**AIM OF THE EXERCISE:** Reproduce each line of the entries below word for word, leaving out the pictures.

____

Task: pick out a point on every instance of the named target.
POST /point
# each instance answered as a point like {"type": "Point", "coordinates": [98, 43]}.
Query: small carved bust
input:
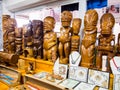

____

**WRITTEN RESPONSE:**
Task: pick out a point on every instance of the named target.
POST /point
# each instance answered as a point like {"type": "Point", "coordinates": [98, 43]}.
Query: small carved bust
input:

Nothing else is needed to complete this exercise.